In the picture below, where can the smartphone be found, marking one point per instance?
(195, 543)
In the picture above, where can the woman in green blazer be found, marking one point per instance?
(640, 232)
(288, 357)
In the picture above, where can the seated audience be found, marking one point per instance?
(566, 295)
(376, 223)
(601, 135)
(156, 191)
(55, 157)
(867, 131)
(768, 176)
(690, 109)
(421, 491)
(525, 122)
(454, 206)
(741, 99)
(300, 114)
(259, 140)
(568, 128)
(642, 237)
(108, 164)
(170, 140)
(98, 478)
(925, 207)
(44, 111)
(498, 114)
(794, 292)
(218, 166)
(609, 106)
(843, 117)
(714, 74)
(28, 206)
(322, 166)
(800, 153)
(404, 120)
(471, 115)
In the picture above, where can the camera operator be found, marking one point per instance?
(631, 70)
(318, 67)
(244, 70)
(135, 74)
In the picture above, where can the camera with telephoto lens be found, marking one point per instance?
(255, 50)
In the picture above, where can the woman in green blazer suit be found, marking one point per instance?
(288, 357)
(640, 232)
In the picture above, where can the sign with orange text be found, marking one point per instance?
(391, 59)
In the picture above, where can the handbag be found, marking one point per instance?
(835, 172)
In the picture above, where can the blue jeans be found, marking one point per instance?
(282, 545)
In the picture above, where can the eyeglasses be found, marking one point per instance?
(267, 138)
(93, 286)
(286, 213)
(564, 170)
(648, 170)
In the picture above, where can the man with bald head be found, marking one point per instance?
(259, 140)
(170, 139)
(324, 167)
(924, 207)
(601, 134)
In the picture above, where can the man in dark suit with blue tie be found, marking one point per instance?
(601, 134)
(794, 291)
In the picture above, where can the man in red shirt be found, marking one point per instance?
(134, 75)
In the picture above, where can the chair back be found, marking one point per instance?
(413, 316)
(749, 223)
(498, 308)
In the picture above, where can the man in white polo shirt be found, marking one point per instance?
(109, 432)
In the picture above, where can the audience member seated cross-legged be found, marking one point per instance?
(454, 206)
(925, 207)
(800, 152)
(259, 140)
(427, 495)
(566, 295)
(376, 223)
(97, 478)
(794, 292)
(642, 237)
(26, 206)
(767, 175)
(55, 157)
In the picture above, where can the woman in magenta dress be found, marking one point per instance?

------------------------------

**PROBLEM TO SOLVE**
Please output every line of the records above as a numbered list, leaving out any blank lines.

**COMPLETED TASK**
1. In the picture below, where can the smartphone be found, marking one point per instance?
2. (195, 543)
3. In the picture above, where can the woman in green blazer be found, marking one point per instance?
4. (640, 232)
5. (288, 357)
6. In the picture above, where can the seated audience be found, marking one point per instance?
7. (566, 295)
8. (376, 223)
9. (601, 135)
10. (156, 191)
11. (55, 157)
12. (867, 131)
13. (768, 176)
14. (690, 109)
15. (421, 491)
16. (525, 122)
17. (454, 206)
18. (741, 99)
19. (300, 114)
20. (259, 140)
21. (568, 128)
22. (642, 237)
23. (108, 164)
24. (170, 140)
25. (98, 478)
26. (925, 207)
27. (44, 111)
28. (498, 114)
29. (794, 292)
30. (218, 166)
31. (609, 106)
32. (843, 117)
33. (714, 74)
34. (28, 206)
35. (322, 166)
36. (800, 153)
37. (404, 120)
38. (471, 115)
39. In the picture above, where can the camera operator be found, marking one point per instance?
40. (631, 70)
41. (318, 67)
42. (244, 70)
43. (135, 74)
44. In the picture above, where can the camera with telephoto lens be found, marking one point per instance?
45. (255, 50)
46. In the picture above, where can the woman in green blazer suit be found, marking one point per instance?
47. (288, 357)
48. (640, 232)
49. In the picture above, where can the sign with orange text be found, marking one point per instance?
50. (391, 59)
51. In the picture above, where can the handbag be found, marking one point per instance?
52. (835, 172)
53. In the picture above, where can the blue jeans be found, marking one point per instance?
54. (282, 545)
55. In the picture above, where can the eyeglasses be found, marking one point per instance?
56. (267, 138)
57. (93, 286)
58. (286, 213)
59. (564, 170)
60. (648, 170)
61. In the picture above, where can the man with bald head be found, marking one point per instance?
62. (259, 140)
63. (170, 139)
64. (324, 167)
65. (924, 207)
66. (601, 134)
67. In the picture above, where can the man in dark suit with blue tie be found, marking one point per instance?
68. (601, 134)
69. (794, 291)
70. In the picture above, where can the man in red shirt be found, marking one point per instance?
71. (134, 75)
72. In the picture above, where can the chair back be found, marking one point per instance?
73. (413, 316)
74. (749, 223)
75. (498, 308)
76. In the picture above, where can the man in white polo shirt be found, marking one point per instance?
77. (109, 432)
78. In the picture above, where can the audience member seated cross-legged be found, marking one point per instance?
79. (454, 206)
80. (925, 207)
81. (800, 152)
82. (259, 140)
83. (427, 495)
84. (566, 295)
85. (376, 223)
86. (97, 478)
87. (794, 292)
88. (642, 237)
89. (26, 206)
90. (767, 175)
91. (55, 157)
92. In the picture above, where can the woman in magenta dress be found, marking one point per instance?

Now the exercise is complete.